[Opening DATA UNDER STUDY section]
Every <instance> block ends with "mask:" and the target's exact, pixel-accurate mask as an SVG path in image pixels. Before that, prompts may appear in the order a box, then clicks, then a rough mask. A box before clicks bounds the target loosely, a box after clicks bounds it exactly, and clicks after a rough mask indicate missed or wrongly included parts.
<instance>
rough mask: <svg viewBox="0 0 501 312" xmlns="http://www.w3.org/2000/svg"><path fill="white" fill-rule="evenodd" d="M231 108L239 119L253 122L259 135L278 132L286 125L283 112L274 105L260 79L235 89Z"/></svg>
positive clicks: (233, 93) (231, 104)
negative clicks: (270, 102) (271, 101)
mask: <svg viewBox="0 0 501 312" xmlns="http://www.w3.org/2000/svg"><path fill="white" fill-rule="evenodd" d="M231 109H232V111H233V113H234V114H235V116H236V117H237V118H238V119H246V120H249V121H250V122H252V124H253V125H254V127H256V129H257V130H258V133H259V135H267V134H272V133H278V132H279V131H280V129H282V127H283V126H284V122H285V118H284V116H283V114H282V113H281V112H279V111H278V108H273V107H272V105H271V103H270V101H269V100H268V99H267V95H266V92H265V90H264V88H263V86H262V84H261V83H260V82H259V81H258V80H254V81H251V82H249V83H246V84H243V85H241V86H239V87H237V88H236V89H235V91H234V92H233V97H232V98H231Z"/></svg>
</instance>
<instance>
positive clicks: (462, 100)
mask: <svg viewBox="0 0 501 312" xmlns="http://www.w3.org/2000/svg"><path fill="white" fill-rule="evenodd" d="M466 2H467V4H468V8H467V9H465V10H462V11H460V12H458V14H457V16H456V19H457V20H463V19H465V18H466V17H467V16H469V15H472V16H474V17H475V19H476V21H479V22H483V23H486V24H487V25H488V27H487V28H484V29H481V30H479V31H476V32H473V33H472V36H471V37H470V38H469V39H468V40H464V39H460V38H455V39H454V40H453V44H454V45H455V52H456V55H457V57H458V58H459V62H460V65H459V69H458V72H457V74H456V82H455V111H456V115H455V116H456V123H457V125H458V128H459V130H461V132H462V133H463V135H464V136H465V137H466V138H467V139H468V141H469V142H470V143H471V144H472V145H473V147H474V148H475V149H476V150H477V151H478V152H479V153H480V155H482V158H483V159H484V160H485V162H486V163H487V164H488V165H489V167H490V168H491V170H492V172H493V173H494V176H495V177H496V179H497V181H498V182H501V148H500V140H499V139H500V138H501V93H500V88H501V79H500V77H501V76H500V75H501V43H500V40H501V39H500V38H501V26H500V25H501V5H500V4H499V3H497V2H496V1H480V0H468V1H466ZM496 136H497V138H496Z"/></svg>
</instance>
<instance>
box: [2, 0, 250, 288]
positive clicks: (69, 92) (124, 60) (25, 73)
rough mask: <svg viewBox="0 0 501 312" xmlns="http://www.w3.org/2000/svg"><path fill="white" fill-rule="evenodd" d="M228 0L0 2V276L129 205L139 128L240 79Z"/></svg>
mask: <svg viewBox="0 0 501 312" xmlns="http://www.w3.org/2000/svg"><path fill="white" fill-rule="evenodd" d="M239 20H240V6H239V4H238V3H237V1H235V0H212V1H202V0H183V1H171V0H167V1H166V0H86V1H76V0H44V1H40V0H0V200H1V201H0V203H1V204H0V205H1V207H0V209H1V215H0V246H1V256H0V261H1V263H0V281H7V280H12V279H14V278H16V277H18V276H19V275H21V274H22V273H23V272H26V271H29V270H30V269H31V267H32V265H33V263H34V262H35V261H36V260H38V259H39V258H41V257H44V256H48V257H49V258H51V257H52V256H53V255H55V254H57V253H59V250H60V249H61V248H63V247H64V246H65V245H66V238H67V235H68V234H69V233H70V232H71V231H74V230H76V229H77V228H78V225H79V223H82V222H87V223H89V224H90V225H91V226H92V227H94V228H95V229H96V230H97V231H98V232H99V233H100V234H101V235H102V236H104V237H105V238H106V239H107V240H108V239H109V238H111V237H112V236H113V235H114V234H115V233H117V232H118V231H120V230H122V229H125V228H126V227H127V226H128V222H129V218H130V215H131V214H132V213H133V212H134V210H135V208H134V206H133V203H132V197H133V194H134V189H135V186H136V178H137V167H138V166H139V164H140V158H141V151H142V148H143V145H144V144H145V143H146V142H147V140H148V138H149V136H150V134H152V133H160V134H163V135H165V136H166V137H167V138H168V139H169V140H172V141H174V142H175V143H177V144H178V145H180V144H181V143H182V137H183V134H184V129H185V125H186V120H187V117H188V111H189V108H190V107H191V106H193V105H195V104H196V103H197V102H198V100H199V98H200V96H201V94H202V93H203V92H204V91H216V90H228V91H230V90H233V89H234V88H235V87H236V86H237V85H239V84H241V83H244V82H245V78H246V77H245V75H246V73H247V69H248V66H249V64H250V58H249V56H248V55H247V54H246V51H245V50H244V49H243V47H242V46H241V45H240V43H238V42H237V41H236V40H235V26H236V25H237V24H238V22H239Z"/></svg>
[Closing DATA UNDER STUDY section]
▸ WORK TO COMPLETE
Print out each line of the data exactly.

▸ EXERCISE OUTPUT
Every <instance> block ends with "mask:" and the target's exact, pixel-accurate mask as an SVG path in image pixels. Before that, prompts may appear in the order a box, then clicks, then a rough mask. A box before clicks bounds the target loosely, a box after clicks bounds it exactly, and clicks after a rough mask indicate missed or wrongly included parts.
<instance>
rough mask: <svg viewBox="0 0 501 312" xmlns="http://www.w3.org/2000/svg"><path fill="white" fill-rule="evenodd" d="M231 108L239 119L253 122L259 135L278 132L286 125L283 112L274 105L260 79L235 89Z"/></svg>
positive clicks: (233, 93) (231, 104)
negative clicks: (270, 102) (271, 101)
mask: <svg viewBox="0 0 501 312" xmlns="http://www.w3.org/2000/svg"><path fill="white" fill-rule="evenodd" d="M231 109H232V111H233V113H234V114H235V116H236V117H237V118H238V119H246V120H249V121H250V122H252V124H253V125H254V127H256V129H257V130H258V133H259V135H267V134H272V133H278V132H279V131H280V129H282V127H283V126H284V122H285V118H284V116H283V114H282V113H281V112H279V111H278V108H273V107H272V105H271V103H270V101H269V100H268V99H267V95H266V92H265V90H264V88H263V86H262V84H261V83H260V82H259V81H258V80H254V81H251V82H249V83H246V84H243V85H241V86H239V87H237V88H236V89H235V91H234V92H233V97H232V98H231Z"/></svg>
</instance>
<instance>
positive clicks: (462, 100)
mask: <svg viewBox="0 0 501 312" xmlns="http://www.w3.org/2000/svg"><path fill="white" fill-rule="evenodd" d="M466 2H467V4H468V8H467V9H465V10H462V11H460V12H458V14H457V16H456V19H457V20H463V19H465V18H466V17H467V16H469V15H472V16H474V17H475V19H476V21H479V22H483V23H486V24H487V25H488V27H487V28H484V29H481V30H479V31H476V32H473V33H472V36H471V37H470V38H469V39H468V40H464V39H460V38H455V39H454V40H453V44H454V45H455V52H456V55H457V57H458V58H459V62H460V65H459V69H458V72H457V74H456V82H455V111H456V115H455V116H456V123H457V125H458V128H459V130H461V132H462V133H463V135H464V136H465V137H466V138H467V139H468V141H469V142H470V143H471V144H472V145H473V147H474V148H475V149H476V150H477V151H478V152H479V153H480V155H482V158H483V159H484V160H485V162H486V163H487V164H488V165H489V167H490V168H491V170H492V172H493V173H494V176H495V177H496V179H497V181H498V182H501V148H500V140H499V139H500V138H501V93H500V88H501V79H500V77H501V76H500V75H501V43H500V40H501V39H500V38H501V26H500V25H501V5H500V4H499V3H497V2H496V1H480V0H468V1H466ZM496 136H497V138H496Z"/></svg>
</instance>
<instance>
box: [2, 0, 250, 288]
positive clicks: (69, 92) (124, 60) (25, 73)
rough mask: <svg viewBox="0 0 501 312" xmlns="http://www.w3.org/2000/svg"><path fill="white" fill-rule="evenodd" d="M228 0L0 2V276L129 205L139 128L240 79Z"/></svg>
mask: <svg viewBox="0 0 501 312" xmlns="http://www.w3.org/2000/svg"><path fill="white" fill-rule="evenodd" d="M239 20H240V6H239V4H238V3H237V1H235V0H212V1H202V0H183V1H171V0H167V1H166V0H86V1H76V0H44V1H40V0H0V200H1V201H0V203H1V204H0V205H1V207H0V209H1V215H0V246H1V256H0V261H1V263H0V281H7V280H12V279H14V278H16V277H18V276H19V275H21V274H22V273H23V272H26V271H29V270H30V269H31V267H32V265H33V263H34V262H35V261H36V260H38V259H39V258H41V257H44V256H48V257H49V258H51V257H52V256H53V255H55V254H57V253H59V250H60V249H61V248H63V247H64V246H65V245H66V238H67V235H68V234H69V233H70V232H71V231H74V230H76V229H77V228H78V225H79V223H82V222H87V223H89V224H90V225H91V226H92V227H94V228H95V229H96V230H97V231H98V232H99V233H100V234H101V235H102V236H104V237H105V238H106V239H107V240H108V239H109V238H111V237H112V236H113V235H114V234H115V233H117V232H118V231H120V230H122V229H125V228H126V227H127V226H128V222H129V218H130V215H131V214H132V213H133V212H134V210H135V208H134V206H133V203H132V197H133V194H134V189H135V186H136V178H137V167H138V166H139V164H140V158H141V151H142V148H143V145H144V144H145V143H146V142H147V140H148V138H149V136H150V134H152V133H160V134H163V135H165V136H166V137H167V138H168V139H169V140H172V141H174V142H175V143H177V144H178V145H180V144H181V143H182V137H183V134H184V129H185V125H186V120H187V117H188V111H189V108H190V107H191V106H193V105H195V104H196V103H197V102H198V100H199V98H200V96H201V94H202V93H203V92H204V91H216V90H228V91H230V90H233V89H234V88H235V87H236V86H237V85H239V84H241V83H244V82H245V78H246V77H245V75H246V73H247V69H248V66H249V64H250V58H249V56H248V55H247V54H246V51H245V50H244V49H243V47H242V46H241V45H240V43H238V42H237V41H236V40H235V26H236V25H237V24H238V22H239Z"/></svg>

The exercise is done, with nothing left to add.